A games theorist thinks up content-free games and plays them (or simulates playing them on a computer) as a way to help think about reality. Because the games are content-free, they avoid distracting elements like ethics and morality; in the best case they end up demonstrating why things like ethics and morality came to exist in the first place.

Sometimes the results can be a little surprising, especially when something very simple turns out to have profound implications. For instance, it’s fairly obvious that John McCain isn’t up to speed on recent games theory as regard the game called “Prisoner’s Dilemma”.

In my ever-continuing effort to divert my attention from the fact that I’m going down the tubes, I present to you my tentative contribution to the world of content-free games. I call it “Centralization”.  Here is the game board:
Centralization Game Board

The number of divisions of the outer annulus is variable according to taste; the minimum is two. The innermost circle is called “Boss”; the divisions of the outer ring are “Subordinates.” You will need, in addition to the board, a single die or other random-number generator and a supply of counters or chips. The counters are called “problems”. What makes it “content-free” is that we don’t specify what the problems are, we simply allow them to exist.

With any content-free game, what is most important is the rules. Centralization has several sets of rules, depending on what it is you are trying to model. The basic game is as follows:

A. The Problem Phase — For Each Zone:

  1. Roll the die
  2. Place the resulting number of counters in that zone

B. The Solution Phase — For Each Zone:

  1. Roll the die again
  2. Remove the resulting number of counters from that zone

Repeat many, many times. The goal of the game is to keep the board as clear of “problems” as possible.

Goal A: In the Centralization passage, what is the minimum number of divisions of the outer ring?
Goal B: Repeat the words of the Centralization passage, starting at "In my ever-continuing" and ending at "them to exist.".
Goal C: Write the next part of the Centralization passage, beginning after its final sentence.
The entries after this point have no connection to the Centralization passage.

Dataset rows:
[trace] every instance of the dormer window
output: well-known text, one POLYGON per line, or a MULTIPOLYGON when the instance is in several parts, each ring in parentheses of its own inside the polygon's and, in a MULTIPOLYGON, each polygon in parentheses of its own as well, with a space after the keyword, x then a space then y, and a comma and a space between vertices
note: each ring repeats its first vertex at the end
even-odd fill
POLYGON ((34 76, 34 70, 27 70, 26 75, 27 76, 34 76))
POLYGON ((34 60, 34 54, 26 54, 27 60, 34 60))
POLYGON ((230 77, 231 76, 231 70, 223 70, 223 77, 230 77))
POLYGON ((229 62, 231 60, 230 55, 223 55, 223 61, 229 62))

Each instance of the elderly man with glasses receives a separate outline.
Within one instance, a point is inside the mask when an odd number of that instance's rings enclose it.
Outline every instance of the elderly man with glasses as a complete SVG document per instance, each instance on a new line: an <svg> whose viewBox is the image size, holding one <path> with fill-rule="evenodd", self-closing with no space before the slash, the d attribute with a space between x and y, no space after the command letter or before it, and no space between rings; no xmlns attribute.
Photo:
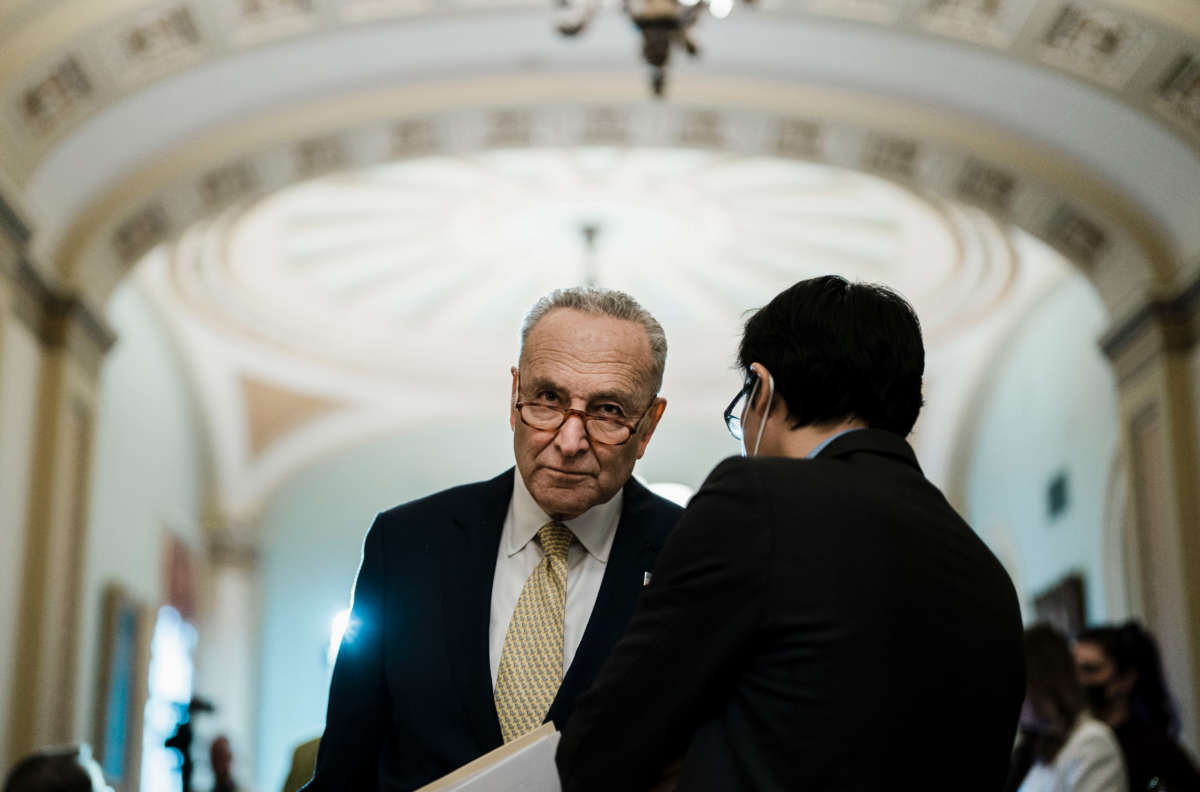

Task result A: Two.

Task result B:
In my ever-continuing effort to divert my attention from the fact that I’m going down the tubes, I present to you my tentative contribution to the world of content-free games. I call it “Centralization”.  Here is the game board:
Centralization Game Board

The number of divisions of the outer annulus is variable according to taste; the minimum is two. The innermost circle is called “Boss”; the divisions of the outer ring are “Subordinates.” You will need, in addition to the board, a single die or other random-number generator and a supply of counters or chips. The counters are called “problems”. What makes it “content-free” is that we don’t specify what the problems are, we simply allow them to exist.

Task result C:
Not too interesting, is it? On the average, over many rounds, the game board will be clear at the end of step 2 of the Solution Phase. That won’t prevent the occurrence of runs, in which one zone accumulates counters that aren’t cleared away by the clearing roll, but over many trials it will (or should) average out.

For something slightly more interesting, at the end of the Problem Phase, push any counters in the “Subordinate” ring into the central zone. In the Solution Phase you then only have to roll the die once, for the central zone. But that’s a problem, isn’t it? On the average over many trials, you add ten and a half “problems” to the central zone (fourteen, if the “Boss” is allowed to have its own “problems”) but only remove three and a half in the solution phase. You’re going to need a lot of counters… I call this version “Tyranny”.

Note that it doesn’t matter why all the problems get pushed to the middle. This is another way it’s a content-free game.

You are now invited to propose rule-sets that make the game different, keeping the overall goal (a board as clear of “problems” as possible). The only ones I’ve been able to come up with that match or improve the basic game are “Angels in the Center”, a modification of “Tyranny” in which you roll the die for the center space as many times as there are zones on the board — that is, the Boss must be preternaturally capable — and “Manager”, in which any counters remaining in the outer ring after the solution phase are pushed to the center, but you roll twice for the Boss’s “Solutions” — that is, the central controller is somewhat more capable than the subordinates. That last one has the effect of minimizing “runs” in the outer ring. Analogies should occur to you.

I’ve discovered several rule-sets that make it worse, though few as bad as “Tyranny”. One is “Bureaucracy”, in which each Subordinate zone is required to roll for the number of “problems” that can be pushed to the center; another is “Favoritism”, in which one Subordinate zone is allowed to push “problems” into the other two. You may find others. Discuss.

Ric’s Rulez are:

  1. It ain’t that simple.
  2. Markets happen anyway.
  3. Powerful positions attract power-seekers.

Amplification later, as the mood strikes. I don’t know how well I’ll be able to keep this up; I’m mostly a reactor, not an originalist, but I can at least try.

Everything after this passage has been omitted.